> -----Original Message-----
> From: Harald Anlauf <[email protected]>
> Sent: Thursday, July 11, 2024 12:53 AM
> To: Prathamesh Kulkarni <[email protected]>; gcc-
> [email protected]; [email protected]
> Subject: Re: Lower zeroing array assignment to memset for allocatable
> arrays
>
> External email: Use caution opening links or attachments
>
>
> Hi Prathamesh,
>
> Am 10.07.24 um 13:22 schrieb Prathamesh Kulkarni:
> > Hi,
> > The attached patch lowers zeroing array assignment to memset for
> allocatable arrays.
> >
> > For example:
> > subroutine test(z, n)
> > implicit none
> > integer :: n
> > real(4), allocatable :: z(:,:,:)
> >
> > allocate(z(n, 8192, 2048))

Short task 1:
Rewrite the lines of the records as a Markdown table with the columns "Row" and "Line", giving each line its row number and skipping blank lines. Leave the pictures out.

Working data:

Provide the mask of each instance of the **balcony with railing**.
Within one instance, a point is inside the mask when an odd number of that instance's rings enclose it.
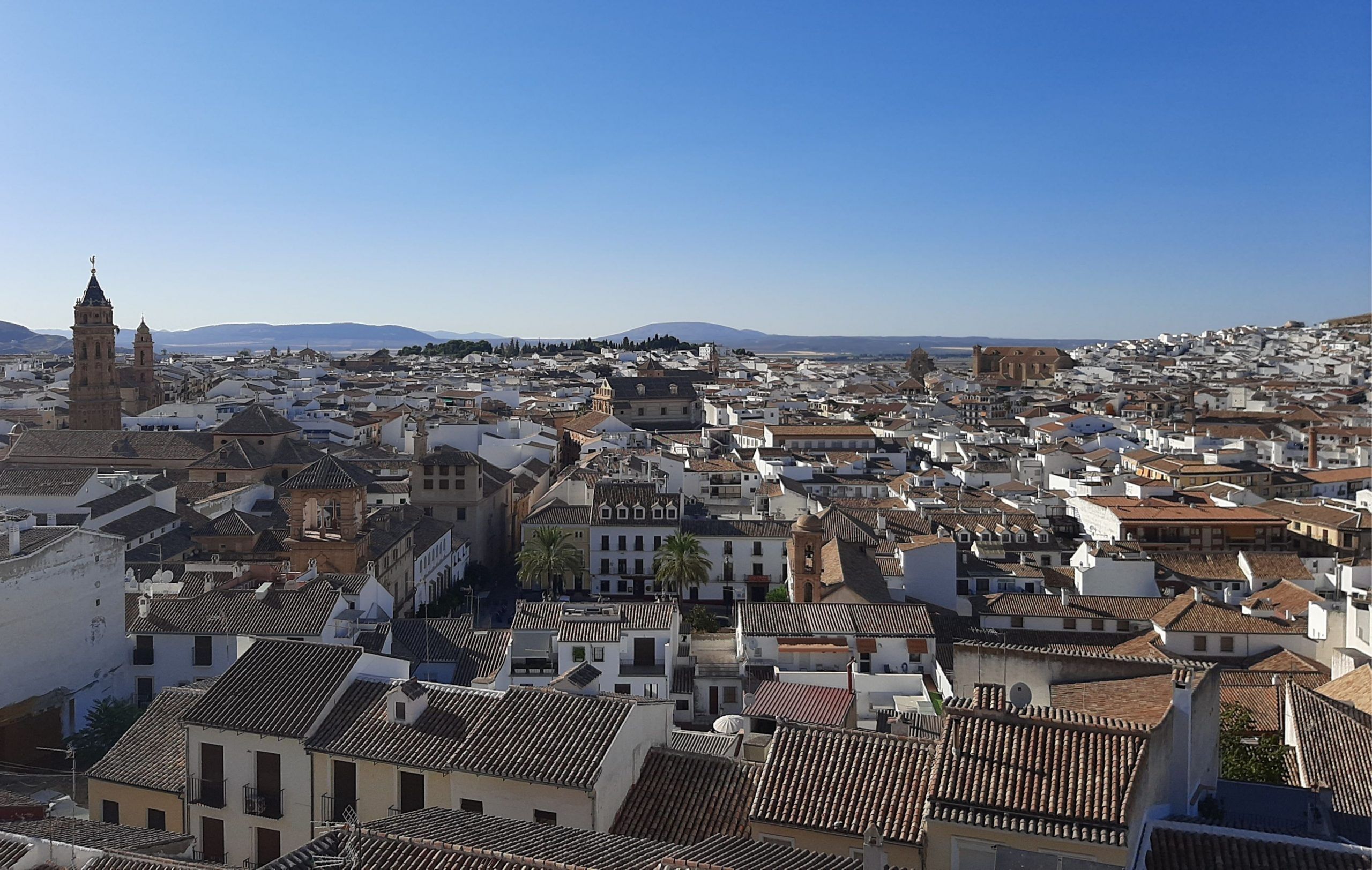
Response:
[[[357,799],[339,800],[332,795],[322,795],[320,797],[320,818],[325,822],[357,821]]]
[[[557,668],[553,666],[552,659],[512,659],[510,674],[516,677],[541,677],[557,674]]]
[[[263,792],[251,785],[243,786],[243,812],[265,819],[281,818],[281,789]]]
[[[198,777],[191,777],[187,782],[187,789],[189,790],[192,804],[214,807],[215,810],[224,808],[224,795],[226,792],[224,779],[200,779]]]
[[[619,663],[620,677],[667,677],[667,663],[654,661],[653,664],[634,664],[632,661]]]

Short task 2:
Reproduce the entire email about lowering zeroing array assignment to memset, character for character.

Final answer 1:
| Row | Line |
|---|---|
| 1 | Provide the mask of each instance of the **balcony with railing**. |
| 2 | Within one instance, a point is inside the mask when an odd number of that instance's rings enclose it. |
| 3 | Response: |
| 4 | [[[357,799],[339,800],[332,795],[322,795],[320,797],[320,818],[325,822],[357,821]]] |
| 5 | [[[557,668],[553,666],[552,659],[512,659],[510,674],[516,677],[541,677],[557,674]]] |
| 6 | [[[263,792],[251,785],[243,786],[243,812],[265,819],[281,818],[281,789]]] |
| 7 | [[[198,777],[191,777],[187,782],[187,789],[189,790],[192,804],[214,807],[215,810],[224,808],[224,795],[226,792],[224,779],[200,779]]] |
| 8 | [[[619,663],[620,677],[667,677],[667,663],[654,661],[653,664],[634,664],[632,661]]] |

Final answer 2:
> -----Original Message-----
> From: Harald Anlauf <[email protected]>
> Sent: Thursday, July 11, 2024 12:53 AM
> To: Prathamesh Kulkarni <[email protected]>; gcc-
> [email protected]; [email protected]
> Subject: Re: Lower zeroing array assignment to memset for allocatable
> arrays
>
> External email: Use caution opening links or attachments
>
>
> Hi Prathamesh,
>
> Am 10.07.24 um 13:22 schrieb Prathamesh Kulkarni:
> > Hi,
> > The attached patch lowers zeroing array assignment to memset for
> allocatable arrays.
> >
> > For example:
> > subroutine test(z, n)
> > implicit none
> > integer :: n
> > real(4), allocatable :: z(:,:,:)
> >
> > allocate(z(n, 8192, 2048))